### Excerpt provided

Blood Ties is a Canadian television series based on the Blood Books by Tanya Huff; the show was created by Peter Mohan. It is set in Toronto, Ontario, and features a 4-and-a-half century old vampire, Henry Fitzroy, assisting private investigator Vicki Nelson in dealing with crime committed via paranormal elements, a similar premise to an earlier series also set in Toronto, Forever Knight. It premiered in the United States on March 11, 2007, on Lifetime Television, and during fall of 2007 on City and Space in Canada. In May 2008, Lifetime declined to renew the series.

Plot
Blood Ties, set in Toronto, Ontario, centres on Vicki Nelson (Christina Cox), a former Toronto Police Service officer who left the force to become a private investigator when her eyesight begins to degenerate from retinopathia pigmentosa. Through her work she teams up with the 470-year-old vampire Henry Fitzroy, who happens to be the illegitimate son of Henry VIII. The mutual attraction between them is complicated by Vicki's relationship with former partner and lover Mike Celluci. In the beginning, he does not believe in the supernatural and thinks that Vicki is losing her mind along with her eyesight. Also in the picture is Vicki's assistant Coreen, who was hired because of her knowledge of the occult and to keep her quiet about Henry. Coreen is thoroughly enamored of both the occult and Henry, which can get her into trouble.

Cast

Main
 Christina Cox as Victoria "Vicki" Nelson
 Kyle Schmid as Henry Fitzroy
 Dylan Neal as Mike Celluci
 Gina Holden as Coreen Fennel

Recurring
 Françoise Yip as Kate Lam
 Nimet Kanji as Dr. Rajani Mohadevan
 Keith Dallas as Dave Graham
 Eileen Pedde as Allison Crowley
 Linda Sorensen as Dr. Betty Sagara

Guest stars
 Norman Bridewell  (Michael Eklund)
 Greg the doorman (Jody Racicot)
 Astaroth (John Mann)
 Ian Reddick (Juan Riedinger)

######

• **Explore the material**
1. From the Blood Ties text, reproduce word for word the part that opens with the words containing "Blood Ties is" and closes with "renew the series.".
2. According to the Blood Ties text, is each of these statements true? Answer yes or no for each, and quote the words from the text that decide it.
(a) Lifetime renewed the series in May 2008.
(b) Vicki Nelson left the police force when her eyesight began to degenerate.
(c) Henry Fitzroy is the illegitimate son of Henry VIII.
3. List every actor in the recurring cast in the Blood Ties text, along with the role each one plays.
The listing that follows is not needed for any of this work.

### Source material

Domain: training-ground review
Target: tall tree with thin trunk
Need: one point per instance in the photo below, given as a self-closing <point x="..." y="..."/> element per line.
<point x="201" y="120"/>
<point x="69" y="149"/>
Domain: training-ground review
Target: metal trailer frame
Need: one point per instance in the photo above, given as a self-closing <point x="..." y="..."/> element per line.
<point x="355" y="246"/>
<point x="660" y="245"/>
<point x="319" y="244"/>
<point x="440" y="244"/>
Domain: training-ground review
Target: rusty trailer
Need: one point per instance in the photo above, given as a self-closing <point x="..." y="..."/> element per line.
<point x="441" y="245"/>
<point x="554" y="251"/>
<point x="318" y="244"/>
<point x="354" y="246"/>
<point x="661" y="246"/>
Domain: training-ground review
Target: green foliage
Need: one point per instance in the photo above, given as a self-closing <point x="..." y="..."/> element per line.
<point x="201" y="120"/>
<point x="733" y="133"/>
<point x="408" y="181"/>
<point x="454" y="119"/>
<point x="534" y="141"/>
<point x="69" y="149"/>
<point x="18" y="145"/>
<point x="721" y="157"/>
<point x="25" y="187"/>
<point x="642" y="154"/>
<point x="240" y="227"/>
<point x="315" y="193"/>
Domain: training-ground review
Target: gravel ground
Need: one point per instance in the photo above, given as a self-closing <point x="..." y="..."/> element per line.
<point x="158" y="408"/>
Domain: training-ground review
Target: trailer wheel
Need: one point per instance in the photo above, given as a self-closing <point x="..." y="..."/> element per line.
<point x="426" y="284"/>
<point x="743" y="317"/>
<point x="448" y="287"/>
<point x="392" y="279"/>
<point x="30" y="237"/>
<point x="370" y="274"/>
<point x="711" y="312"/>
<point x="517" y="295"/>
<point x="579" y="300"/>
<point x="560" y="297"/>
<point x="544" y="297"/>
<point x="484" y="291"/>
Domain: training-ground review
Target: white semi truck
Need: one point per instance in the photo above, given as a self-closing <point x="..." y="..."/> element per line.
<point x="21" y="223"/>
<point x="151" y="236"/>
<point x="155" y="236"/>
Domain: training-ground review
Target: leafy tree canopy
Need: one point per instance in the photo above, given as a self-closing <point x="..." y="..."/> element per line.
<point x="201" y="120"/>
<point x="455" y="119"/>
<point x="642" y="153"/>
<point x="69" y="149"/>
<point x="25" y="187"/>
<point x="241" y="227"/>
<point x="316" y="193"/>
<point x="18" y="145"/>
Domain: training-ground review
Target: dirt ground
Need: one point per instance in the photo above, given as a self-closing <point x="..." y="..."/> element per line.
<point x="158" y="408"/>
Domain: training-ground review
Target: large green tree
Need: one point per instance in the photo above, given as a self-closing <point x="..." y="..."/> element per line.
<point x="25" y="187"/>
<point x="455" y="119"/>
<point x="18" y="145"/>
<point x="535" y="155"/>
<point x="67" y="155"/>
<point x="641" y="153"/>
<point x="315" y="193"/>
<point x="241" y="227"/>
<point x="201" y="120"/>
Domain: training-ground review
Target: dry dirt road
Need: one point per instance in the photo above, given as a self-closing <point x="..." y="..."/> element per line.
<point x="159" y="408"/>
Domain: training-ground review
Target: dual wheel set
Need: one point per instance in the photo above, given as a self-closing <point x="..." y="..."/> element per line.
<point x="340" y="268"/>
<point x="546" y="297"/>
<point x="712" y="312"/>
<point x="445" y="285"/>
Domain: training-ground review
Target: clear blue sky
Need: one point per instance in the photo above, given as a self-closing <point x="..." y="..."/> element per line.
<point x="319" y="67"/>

######

• **Exercise answers**
1.
Blood Ties is a Canadian television series based on the Blood Books by Tanya Huff; the show was created by Peter Mohan. It is set in Toronto, Ontario, and features a 4-and-a-half century old vampire, Henry Fitzroy, assisting private investigator Vicki Nelson in dealing with crime committed via paranormal elements, a similar premise to an earlier series also set in Toronto, Forever Knight. It premiered in the United States on March 11, 2007, on Lifetime Television, and during fall of 2007 on City and Space in Canada. In May 2008, Lifetime declined to renew the series.

2.
(a) No: "In May 2008, Lifetime declined to renew the series."
(b) Yes: "left the force to become a private investigator when her eyesight begins to degenerate from retinopathia pigmentosa"
(c) Yes: "who happens to be the illegitimate son of Henry VIII"

3.
Françoise Yip as Kate Lam
Nimet Kanji as Dr. Rajani Mohadevan
Keith Dallas as Dave Graham
Eileen Pedde as Allison Crowley
Linda Sorensen as Dr. Betty Sagara